TASK DIRECTIONS: Here is a set of records. Copy them all exactly.

RECORDED DATA:
++++++
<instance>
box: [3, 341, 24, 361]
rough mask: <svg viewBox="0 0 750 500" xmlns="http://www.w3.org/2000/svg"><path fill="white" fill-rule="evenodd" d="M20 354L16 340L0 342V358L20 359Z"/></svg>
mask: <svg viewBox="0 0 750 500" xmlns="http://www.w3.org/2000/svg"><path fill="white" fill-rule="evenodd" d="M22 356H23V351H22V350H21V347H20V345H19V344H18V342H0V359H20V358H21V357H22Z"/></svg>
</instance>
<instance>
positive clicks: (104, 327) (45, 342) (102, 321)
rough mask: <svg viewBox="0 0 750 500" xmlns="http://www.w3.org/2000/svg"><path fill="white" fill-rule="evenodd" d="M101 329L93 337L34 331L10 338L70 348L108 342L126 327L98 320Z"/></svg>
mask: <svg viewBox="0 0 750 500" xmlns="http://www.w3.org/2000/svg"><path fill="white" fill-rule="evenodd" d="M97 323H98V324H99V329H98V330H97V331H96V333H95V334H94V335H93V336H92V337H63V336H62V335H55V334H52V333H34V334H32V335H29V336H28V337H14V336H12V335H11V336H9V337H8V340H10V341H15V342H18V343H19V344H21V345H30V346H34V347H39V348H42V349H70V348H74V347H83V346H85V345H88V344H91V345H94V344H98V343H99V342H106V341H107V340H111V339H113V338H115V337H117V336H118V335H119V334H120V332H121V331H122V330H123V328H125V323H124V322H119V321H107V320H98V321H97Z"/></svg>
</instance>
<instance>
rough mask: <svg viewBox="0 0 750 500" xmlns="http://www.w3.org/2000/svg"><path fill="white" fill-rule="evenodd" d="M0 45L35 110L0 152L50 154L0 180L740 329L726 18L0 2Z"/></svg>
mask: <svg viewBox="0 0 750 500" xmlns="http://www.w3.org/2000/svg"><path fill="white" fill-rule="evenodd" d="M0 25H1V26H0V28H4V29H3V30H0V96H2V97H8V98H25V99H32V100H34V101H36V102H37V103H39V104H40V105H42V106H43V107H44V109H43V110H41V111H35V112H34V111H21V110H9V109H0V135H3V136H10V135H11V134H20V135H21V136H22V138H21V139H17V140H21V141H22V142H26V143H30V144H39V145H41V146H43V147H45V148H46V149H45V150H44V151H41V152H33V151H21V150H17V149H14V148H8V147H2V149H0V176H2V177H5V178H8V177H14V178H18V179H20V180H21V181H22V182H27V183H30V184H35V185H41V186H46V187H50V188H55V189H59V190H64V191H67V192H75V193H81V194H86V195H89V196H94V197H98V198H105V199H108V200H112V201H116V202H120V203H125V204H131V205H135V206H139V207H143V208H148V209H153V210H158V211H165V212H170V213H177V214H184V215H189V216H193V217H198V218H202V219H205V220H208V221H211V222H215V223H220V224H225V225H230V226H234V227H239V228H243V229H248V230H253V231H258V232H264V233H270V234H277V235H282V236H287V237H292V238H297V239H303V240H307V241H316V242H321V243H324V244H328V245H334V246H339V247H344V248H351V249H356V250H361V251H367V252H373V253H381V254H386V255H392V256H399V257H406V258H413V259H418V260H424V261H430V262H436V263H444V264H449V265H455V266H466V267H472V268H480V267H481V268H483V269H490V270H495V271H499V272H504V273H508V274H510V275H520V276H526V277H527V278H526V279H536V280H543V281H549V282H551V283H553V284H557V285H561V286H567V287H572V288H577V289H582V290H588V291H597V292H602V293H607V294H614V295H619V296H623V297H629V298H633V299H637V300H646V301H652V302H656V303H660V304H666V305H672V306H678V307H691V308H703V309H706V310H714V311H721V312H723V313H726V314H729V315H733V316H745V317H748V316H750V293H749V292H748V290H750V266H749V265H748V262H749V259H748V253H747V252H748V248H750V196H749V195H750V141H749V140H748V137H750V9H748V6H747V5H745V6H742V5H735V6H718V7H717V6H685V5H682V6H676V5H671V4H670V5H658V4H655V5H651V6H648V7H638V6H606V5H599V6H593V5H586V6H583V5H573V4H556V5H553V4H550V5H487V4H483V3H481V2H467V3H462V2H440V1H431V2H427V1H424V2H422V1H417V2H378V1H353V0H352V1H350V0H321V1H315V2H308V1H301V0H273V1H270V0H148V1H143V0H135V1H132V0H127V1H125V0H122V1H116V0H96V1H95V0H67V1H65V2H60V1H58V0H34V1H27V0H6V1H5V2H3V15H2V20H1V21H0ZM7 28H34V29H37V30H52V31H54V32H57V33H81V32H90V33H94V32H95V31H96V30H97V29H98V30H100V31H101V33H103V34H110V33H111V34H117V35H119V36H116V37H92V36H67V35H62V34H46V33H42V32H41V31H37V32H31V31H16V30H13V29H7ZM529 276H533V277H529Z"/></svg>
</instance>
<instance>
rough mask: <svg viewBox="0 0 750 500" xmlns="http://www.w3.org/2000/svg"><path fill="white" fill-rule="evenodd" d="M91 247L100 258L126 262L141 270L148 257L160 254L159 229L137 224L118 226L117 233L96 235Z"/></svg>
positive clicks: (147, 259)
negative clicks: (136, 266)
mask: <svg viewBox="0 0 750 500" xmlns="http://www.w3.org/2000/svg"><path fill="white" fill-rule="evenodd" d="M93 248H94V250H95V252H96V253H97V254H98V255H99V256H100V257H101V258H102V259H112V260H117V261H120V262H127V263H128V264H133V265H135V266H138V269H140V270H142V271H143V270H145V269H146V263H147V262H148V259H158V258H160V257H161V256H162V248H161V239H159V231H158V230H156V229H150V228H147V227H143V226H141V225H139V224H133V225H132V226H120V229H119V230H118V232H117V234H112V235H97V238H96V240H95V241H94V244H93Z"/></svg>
++++++
RESPONSE:
<instance>
box: [3, 341, 24, 361]
rough mask: <svg viewBox="0 0 750 500" xmlns="http://www.w3.org/2000/svg"><path fill="white" fill-rule="evenodd" d="M20 354L16 340L0 342V358L20 359Z"/></svg>
mask: <svg viewBox="0 0 750 500" xmlns="http://www.w3.org/2000/svg"><path fill="white" fill-rule="evenodd" d="M22 356H23V351H22V350H21V347H20V345H19V344H18V342H0V359H20V358H21V357H22Z"/></svg>
</instance>
<instance>
positive clicks: (104, 327) (45, 342) (102, 321)
rough mask: <svg viewBox="0 0 750 500" xmlns="http://www.w3.org/2000/svg"><path fill="white" fill-rule="evenodd" d="M101 329L93 337L34 331L10 338L70 348L108 342L126 327L98 320Z"/></svg>
mask: <svg viewBox="0 0 750 500" xmlns="http://www.w3.org/2000/svg"><path fill="white" fill-rule="evenodd" d="M97 323H98V324H99V329H98V330H97V331H96V333H95V334H94V335H93V336H92V337H63V336H62V335H55V334H52V333H34V334H32V335H29V336H28V337H14V336H12V335H11V336H9V337H8V340H10V341H15V342H18V343H19V344H21V345H30V346H34V347H39V348H42V349H70V348H74V347H83V346H85V345H88V344H91V345H94V344H98V343H99V342H106V341H107V340H111V339H113V338H115V337H117V336H118V335H119V334H120V332H121V331H122V330H123V328H125V323H124V322H119V321H107V320H98V321H97Z"/></svg>
</instance>
<instance>
rough mask: <svg viewBox="0 0 750 500" xmlns="http://www.w3.org/2000/svg"><path fill="white" fill-rule="evenodd" d="M0 45L35 110L0 152L50 154L0 180L740 329L726 18L0 2Z"/></svg>
mask: <svg viewBox="0 0 750 500" xmlns="http://www.w3.org/2000/svg"><path fill="white" fill-rule="evenodd" d="M0 25H1V26H0V28H4V29H3V30H0V96H2V97H8V98H25V99H32V100H34V101H36V102H37V103H39V104H40V105H42V106H43V107H44V109H43V110H41V111H35V112H34V111H21V110H9V109H0V135H3V136H10V135H11V134H20V135H21V136H22V138H21V139H17V140H21V141H22V142H26V143H30V144H39V145H41V146H43V147H45V148H46V149H45V150H44V151H41V152H33V151H21V150H17V149H14V148H8V147H2V149H0V176H2V177H5V178H8V177H14V178H18V179H20V180H21V181H22V182H27V183H30V184H35V185H41V186H46V187H50V188H55V189H59V190H64V191H67V192H75V193H81V194H86V195H89V196H94V197H98V198H105V199H108V200H112V201H116V202H120V203H125V204H131V205H135V206H139V207H143V208H148V209H153V210H158V211H165V212H170V213H177V214H184V215H189V216H193V217H198V218H202V219H205V220H208V221H211V222H215V223H220V224H225V225H230V226H234V227H239V228H243V229H248V230H253V231H258V232H264V233H270V234H277V235H282V236H287V237H292V238H297V239H303V240H307V241H316V242H321V243H324V244H328V245H334V246H339V247H344V248H351V249H356V250H361V251H367V252H373V253H381V254H386V255H392V256H399V257H406V258H413V259H418V260H424V261H430V262H436V263H444V264H449V265H455V266H466V267H472V268H480V267H481V268H483V269H490V270H495V271H499V272H504V273H508V274H510V275H520V276H526V277H527V278H526V279H536V280H543V281H549V282H551V283H553V284H557V285H561V286H567V287H572V288H577V289H582V290H588V291H597V292H602V293H607V294H614V295H619V296H623V297H629V298H633V299H637V300H646V301H652V302H656V303H660V304H666V305H672V306H678V307H691V308H703V309H706V310H714V311H721V312H723V313H726V314H729V315H733V316H745V317H748V316H750V293H749V292H748V290H750V266H749V265H748V262H749V259H748V253H747V252H748V248H750V196H749V195H750V141H749V140H748V137H750V9H748V6H747V5H745V6H742V5H735V6H718V7H717V6H685V5H682V6H676V5H671V4H670V5H658V4H655V5H651V6H648V7H638V6H606V5H599V6H593V5H586V6H583V5H573V4H556V5H553V4H550V5H487V4H483V3H481V2H467V3H462V2H440V1H431V2H427V1H424V2H422V1H417V2H378V1H353V0H352V1H350V0H321V1H315V2H308V1H301V0H273V1H270V0H148V1H143V0H135V1H132V0H127V1H125V0H122V1H116V0H96V1H95V0H67V1H65V2H60V1H58V0H34V1H27V0H6V1H5V2H3V15H2V20H1V21H0ZM7 28H34V29H37V30H52V31H54V32H57V33H81V32H90V33H94V32H95V31H96V30H97V29H98V30H100V31H101V33H103V34H110V33H111V34H117V35H119V36H116V37H92V36H67V35H62V34H46V33H42V32H41V31H37V32H31V31H16V30H13V29H7ZM529 276H533V277H529Z"/></svg>
</instance>
<instance>
rough mask: <svg viewBox="0 0 750 500" xmlns="http://www.w3.org/2000/svg"><path fill="white" fill-rule="evenodd" d="M91 247L100 258L126 262L141 270L148 257L160 254L159 229L137 224L118 226L117 233L96 235Z"/></svg>
positive clicks: (147, 259)
negative clicks: (136, 266)
mask: <svg viewBox="0 0 750 500" xmlns="http://www.w3.org/2000/svg"><path fill="white" fill-rule="evenodd" d="M93 248H94V250H95V252H96V253H97V254H98V255H99V256H100V257H101V258H102V259H112V260H117V261H120V262H127V263H128V264H133V265H135V266H138V269H140V270H142V271H143V270H145V269H146V263H147V262H148V259H158V258H160V257H161V256H162V248H161V239H159V231H158V230H156V229H150V228H147V227H143V226H141V225H139V224H133V225H132V226H120V229H119V230H118V232H117V234H112V235H97V238H96V240H95V241H94V244H93Z"/></svg>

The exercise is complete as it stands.